[Lines of data]
____________
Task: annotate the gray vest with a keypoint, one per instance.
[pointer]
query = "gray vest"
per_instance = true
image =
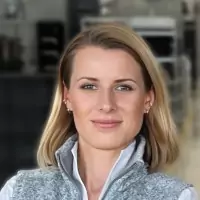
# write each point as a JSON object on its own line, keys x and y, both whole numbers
{"x": 133, "y": 184}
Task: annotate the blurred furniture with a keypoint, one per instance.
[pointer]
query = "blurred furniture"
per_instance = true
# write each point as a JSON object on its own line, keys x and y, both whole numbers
{"x": 24, "y": 105}
{"x": 76, "y": 10}
{"x": 50, "y": 44}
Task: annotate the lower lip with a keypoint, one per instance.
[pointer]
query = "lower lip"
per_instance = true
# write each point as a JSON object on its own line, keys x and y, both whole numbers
{"x": 106, "y": 125}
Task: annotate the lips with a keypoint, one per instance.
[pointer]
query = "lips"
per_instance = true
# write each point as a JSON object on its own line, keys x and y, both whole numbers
{"x": 106, "y": 123}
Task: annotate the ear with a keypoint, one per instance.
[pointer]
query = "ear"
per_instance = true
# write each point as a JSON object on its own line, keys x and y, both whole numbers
{"x": 66, "y": 97}
{"x": 149, "y": 100}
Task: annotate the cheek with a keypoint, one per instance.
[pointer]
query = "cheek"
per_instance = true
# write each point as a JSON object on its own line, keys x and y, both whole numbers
{"x": 81, "y": 103}
{"x": 132, "y": 103}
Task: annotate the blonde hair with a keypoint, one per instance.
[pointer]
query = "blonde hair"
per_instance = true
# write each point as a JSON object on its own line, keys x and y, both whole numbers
{"x": 160, "y": 131}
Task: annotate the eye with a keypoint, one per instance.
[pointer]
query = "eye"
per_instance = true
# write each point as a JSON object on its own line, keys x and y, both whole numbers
{"x": 88, "y": 87}
{"x": 124, "y": 88}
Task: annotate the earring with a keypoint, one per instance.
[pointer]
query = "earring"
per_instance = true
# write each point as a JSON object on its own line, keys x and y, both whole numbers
{"x": 147, "y": 110}
{"x": 68, "y": 110}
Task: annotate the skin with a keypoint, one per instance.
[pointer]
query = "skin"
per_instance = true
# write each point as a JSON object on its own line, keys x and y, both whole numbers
{"x": 108, "y": 99}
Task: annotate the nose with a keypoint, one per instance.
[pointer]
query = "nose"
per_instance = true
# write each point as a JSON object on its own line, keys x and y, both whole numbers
{"x": 106, "y": 101}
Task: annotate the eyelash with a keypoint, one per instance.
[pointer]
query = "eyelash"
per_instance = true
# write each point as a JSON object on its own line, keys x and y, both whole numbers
{"x": 91, "y": 87}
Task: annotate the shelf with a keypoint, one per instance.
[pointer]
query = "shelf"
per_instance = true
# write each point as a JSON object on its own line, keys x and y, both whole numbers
{"x": 156, "y": 33}
{"x": 166, "y": 59}
{"x": 14, "y": 22}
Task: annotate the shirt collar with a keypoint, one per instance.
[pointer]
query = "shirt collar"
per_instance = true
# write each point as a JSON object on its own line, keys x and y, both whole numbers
{"x": 129, "y": 155}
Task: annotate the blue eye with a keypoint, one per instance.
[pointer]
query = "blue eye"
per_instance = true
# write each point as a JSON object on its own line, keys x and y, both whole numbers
{"x": 124, "y": 88}
{"x": 89, "y": 87}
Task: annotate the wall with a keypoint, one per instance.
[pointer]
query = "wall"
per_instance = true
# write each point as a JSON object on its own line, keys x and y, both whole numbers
{"x": 35, "y": 10}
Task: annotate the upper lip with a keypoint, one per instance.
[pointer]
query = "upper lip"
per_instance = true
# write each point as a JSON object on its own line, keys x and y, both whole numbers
{"x": 106, "y": 121}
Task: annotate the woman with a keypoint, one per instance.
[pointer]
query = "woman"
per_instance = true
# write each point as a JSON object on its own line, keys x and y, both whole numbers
{"x": 110, "y": 129}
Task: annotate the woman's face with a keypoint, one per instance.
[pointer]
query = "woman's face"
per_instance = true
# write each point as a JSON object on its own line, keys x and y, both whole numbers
{"x": 107, "y": 97}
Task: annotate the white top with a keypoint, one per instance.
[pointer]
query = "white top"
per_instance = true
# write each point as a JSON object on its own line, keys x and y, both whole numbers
{"x": 124, "y": 159}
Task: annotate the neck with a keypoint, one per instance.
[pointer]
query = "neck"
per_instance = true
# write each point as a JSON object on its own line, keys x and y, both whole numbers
{"x": 95, "y": 166}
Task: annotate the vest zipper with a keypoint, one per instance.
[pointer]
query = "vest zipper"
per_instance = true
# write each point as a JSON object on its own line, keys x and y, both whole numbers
{"x": 114, "y": 180}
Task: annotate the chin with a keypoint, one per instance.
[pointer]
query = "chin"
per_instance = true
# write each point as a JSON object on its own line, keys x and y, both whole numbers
{"x": 108, "y": 143}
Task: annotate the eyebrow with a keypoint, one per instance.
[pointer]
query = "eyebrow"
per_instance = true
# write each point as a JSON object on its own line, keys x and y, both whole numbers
{"x": 116, "y": 81}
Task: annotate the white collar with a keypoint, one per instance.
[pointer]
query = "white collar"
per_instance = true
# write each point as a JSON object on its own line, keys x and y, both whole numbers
{"x": 127, "y": 158}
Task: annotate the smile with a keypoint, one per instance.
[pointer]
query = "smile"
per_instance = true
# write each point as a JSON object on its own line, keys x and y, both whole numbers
{"x": 106, "y": 123}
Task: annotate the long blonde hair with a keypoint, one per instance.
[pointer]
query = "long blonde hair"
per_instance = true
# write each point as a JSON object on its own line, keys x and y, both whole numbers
{"x": 161, "y": 136}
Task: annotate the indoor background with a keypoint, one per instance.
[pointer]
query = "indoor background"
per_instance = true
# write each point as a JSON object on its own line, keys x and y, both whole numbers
{"x": 33, "y": 34}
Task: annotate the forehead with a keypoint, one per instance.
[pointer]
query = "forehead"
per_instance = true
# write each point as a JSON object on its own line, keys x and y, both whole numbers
{"x": 102, "y": 63}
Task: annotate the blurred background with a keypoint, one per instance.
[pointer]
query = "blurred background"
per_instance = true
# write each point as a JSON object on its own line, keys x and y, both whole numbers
{"x": 33, "y": 34}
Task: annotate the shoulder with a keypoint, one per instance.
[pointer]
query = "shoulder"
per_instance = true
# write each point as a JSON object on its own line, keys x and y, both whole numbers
{"x": 42, "y": 177}
{"x": 7, "y": 190}
{"x": 189, "y": 194}
{"x": 25, "y": 180}
{"x": 164, "y": 183}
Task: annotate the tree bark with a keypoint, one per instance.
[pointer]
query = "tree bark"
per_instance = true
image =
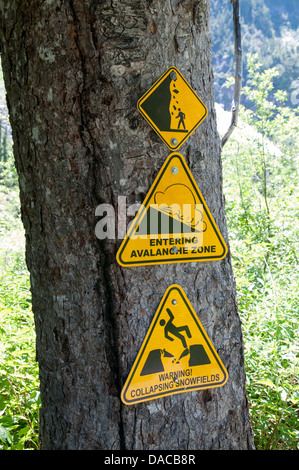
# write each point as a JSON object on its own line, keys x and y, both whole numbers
{"x": 74, "y": 72}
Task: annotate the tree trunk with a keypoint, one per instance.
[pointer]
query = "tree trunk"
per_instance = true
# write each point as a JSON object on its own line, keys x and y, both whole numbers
{"x": 74, "y": 72}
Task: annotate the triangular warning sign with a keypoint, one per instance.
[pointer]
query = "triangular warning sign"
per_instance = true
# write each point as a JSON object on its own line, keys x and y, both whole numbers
{"x": 174, "y": 224}
{"x": 176, "y": 355}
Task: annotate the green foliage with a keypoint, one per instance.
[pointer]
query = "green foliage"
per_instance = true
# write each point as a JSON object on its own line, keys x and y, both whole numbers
{"x": 19, "y": 385}
{"x": 262, "y": 212}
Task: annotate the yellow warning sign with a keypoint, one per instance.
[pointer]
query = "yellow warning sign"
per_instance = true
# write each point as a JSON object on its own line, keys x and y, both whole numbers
{"x": 172, "y": 108}
{"x": 176, "y": 355}
{"x": 174, "y": 224}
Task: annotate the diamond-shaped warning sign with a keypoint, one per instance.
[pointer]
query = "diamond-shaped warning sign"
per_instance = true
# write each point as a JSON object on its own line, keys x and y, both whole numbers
{"x": 172, "y": 108}
{"x": 174, "y": 224}
{"x": 176, "y": 355}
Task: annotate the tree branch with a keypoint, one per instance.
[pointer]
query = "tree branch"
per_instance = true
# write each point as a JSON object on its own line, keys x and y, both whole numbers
{"x": 238, "y": 71}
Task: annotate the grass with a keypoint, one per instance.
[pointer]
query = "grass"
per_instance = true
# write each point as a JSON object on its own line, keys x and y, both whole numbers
{"x": 19, "y": 384}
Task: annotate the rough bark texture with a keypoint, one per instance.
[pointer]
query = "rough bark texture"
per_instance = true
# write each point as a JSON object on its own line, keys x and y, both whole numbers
____________
Output the line that contains "Task: annotate the diamond-shaped", followed by every later line in the listing, with no line omitted and none added.

Result of this task:
Task: annotate the diamond-shaped warning sign with a keypoint, one per instance.
[pointer]
query = "diamond-shaped warning sign"
per_instance = true
# write each point as a JSON object on its own line, keys x and y, both whole numbers
{"x": 172, "y": 108}
{"x": 174, "y": 224}
{"x": 176, "y": 355}
Task: annotate the tree branch with a keypoint, one per instance.
[pointer]
query = "tree branch"
per_instance = true
# write each point as a JSON object on its own line, keys x and y, both whole numbers
{"x": 238, "y": 71}
Task: annotate the grass with a keypoint, one per instance.
[pointer]
query = "grass"
per_instance = true
# write each point as a JSON object on its own line, keys x and y, both whole numbers
{"x": 19, "y": 384}
Task: annotate the rough bark texture with a keypoint, one per instance.
[pointer]
query = "rough bark texture"
per_instance = true
# write each point as a JSON object on its own line, keys x and y, both whole numbers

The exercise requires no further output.